### DESCRIPTION OF THE TASK
Please answer these from the article on Kentucky's secondhand smoke campaign:
1. Which firm produced the ads?
2. What percentage of Kentucky children live with someone who smokes?
3. What toll-free telephone line does the Kentucky Tobacco Prevention and Cessation program operate?

### SOURCE TEXT
Wednesday, December 21, 2011

State health department starts new ad campaign against secondhand smoke, including three 15-second TV commercials



The Kentucky Department for Public Health is launching a new campaign to educate Kentuckians about the dangers of secondhand tobacco smoke and its potential effect. The campaign is funded by $281,000 from the economic stimulus package of 2009 and about $90,000 from the federal Centers for Disease Control and Prevention. This week the department will start running television, billboard and radio advertisements to show the dangers of smoke that comes from the burning end of cigarette, cigar or pipe or the exhaled smoke from a smoker. The ads, which will run statewide, highlight the link between secondhand smoke and dangerous illnesses in both adults and children.



The ads, produced by Louisville-based Doe-Anderson, feature people being unwillingly exposed to secondhand smoke in places such as residences and cars. Each ad carries the tag line, “Secondhand smoke is 100 percent unsafe, 100 percent of the time.”

Kentucky’s smoking rate remains the second highest in the country, with 24.8 percent of the adult population identified as current smokers, and secondhand smoke exposure is equally high. The health department says 39.5 percent of Kentucky children live with someone who smokes – the highest percentage in the country. Secondhand smoke has become a major public health concern because it contains approximately 4,000 chemicals, many of which are known carcinogens, and is responsible for approximately 3,000 cases of lung cancer deaths among nonsmokers each year.



The campaign is another project of the Kentucky Tobacco Prevention and Cessation program. Community interventions for tobacco cessation are available through local health departments staffed with tobacco control specialists, and the program operates a toll-free telephone line, 1-800-QUIT NOW. It also provides technical assistance, with the Kentucky Center for Smoke Free Policy at the University of Kentucky, to assist communities in seeking smoke-free ordinances.

### SOURCE INFORMATION
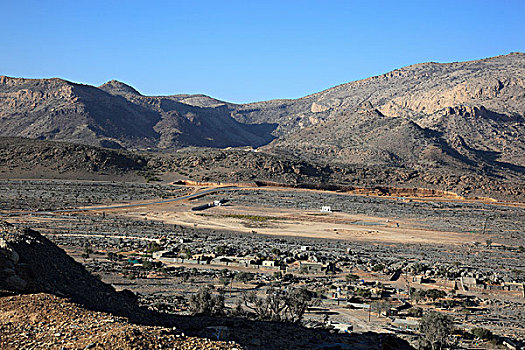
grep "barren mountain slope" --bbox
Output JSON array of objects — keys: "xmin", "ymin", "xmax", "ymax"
[
  {"xmin": 0, "ymin": 53, "xmax": 525, "ymax": 191},
  {"xmin": 0, "ymin": 77, "xmax": 274, "ymax": 149}
]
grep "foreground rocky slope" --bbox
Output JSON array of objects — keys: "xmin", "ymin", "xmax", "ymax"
[
  {"xmin": 0, "ymin": 222, "xmax": 145, "ymax": 319},
  {"xmin": 0, "ymin": 294, "xmax": 235, "ymax": 350},
  {"xmin": 0, "ymin": 222, "xmax": 411, "ymax": 349}
]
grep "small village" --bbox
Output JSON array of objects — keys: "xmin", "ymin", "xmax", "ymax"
[{"xmin": 1, "ymin": 179, "xmax": 525, "ymax": 349}]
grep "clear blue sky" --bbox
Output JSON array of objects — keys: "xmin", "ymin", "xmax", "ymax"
[{"xmin": 0, "ymin": 0, "xmax": 525, "ymax": 102}]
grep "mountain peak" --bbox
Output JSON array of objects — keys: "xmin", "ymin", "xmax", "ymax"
[{"xmin": 99, "ymin": 80, "xmax": 141, "ymax": 95}]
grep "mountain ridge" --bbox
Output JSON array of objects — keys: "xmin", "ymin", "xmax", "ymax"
[{"xmin": 0, "ymin": 53, "xmax": 525, "ymax": 196}]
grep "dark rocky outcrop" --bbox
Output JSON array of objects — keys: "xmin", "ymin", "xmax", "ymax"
[{"xmin": 0, "ymin": 222, "xmax": 146, "ymax": 320}]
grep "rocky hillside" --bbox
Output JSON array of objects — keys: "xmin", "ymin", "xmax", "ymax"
[
  {"xmin": 0, "ymin": 53, "xmax": 525, "ymax": 196},
  {"xmin": 0, "ymin": 293, "xmax": 242, "ymax": 350},
  {"xmin": 0, "ymin": 222, "xmax": 145, "ymax": 320},
  {"xmin": 235, "ymin": 53, "xmax": 525, "ymax": 171},
  {"xmin": 0, "ymin": 76, "xmax": 275, "ymax": 150},
  {"xmin": 0, "ymin": 137, "xmax": 525, "ymax": 200}
]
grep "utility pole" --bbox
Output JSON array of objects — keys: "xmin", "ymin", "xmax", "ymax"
[
  {"xmin": 405, "ymin": 260, "xmax": 412, "ymax": 299},
  {"xmin": 483, "ymin": 216, "xmax": 490, "ymax": 235}
]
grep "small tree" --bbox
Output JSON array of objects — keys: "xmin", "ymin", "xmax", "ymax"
[
  {"xmin": 419, "ymin": 311, "xmax": 452, "ymax": 350},
  {"xmin": 235, "ymin": 271, "xmax": 253, "ymax": 284},
  {"xmin": 345, "ymin": 273, "xmax": 359, "ymax": 282},
  {"xmin": 189, "ymin": 287, "xmax": 224, "ymax": 316},
  {"xmin": 470, "ymin": 327, "xmax": 493, "ymax": 340}
]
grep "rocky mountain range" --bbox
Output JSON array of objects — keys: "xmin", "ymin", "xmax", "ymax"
[{"xmin": 0, "ymin": 53, "xmax": 525, "ymax": 194}]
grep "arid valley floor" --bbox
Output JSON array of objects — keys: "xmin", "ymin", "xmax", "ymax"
[{"xmin": 0, "ymin": 179, "xmax": 525, "ymax": 349}]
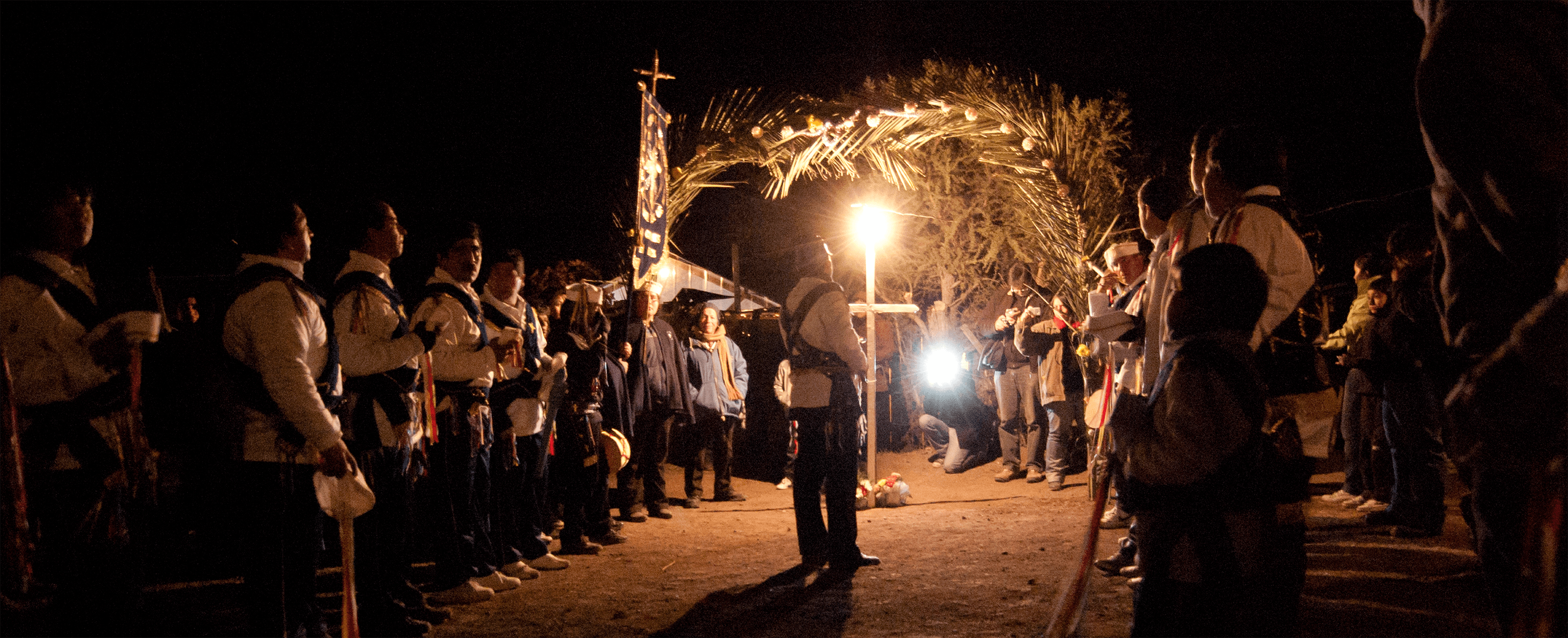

### TASK RESPONSE
1. Doe-Anderson, based in Louisville
2. 39.5 percent
3. 1-800-QUIT NOW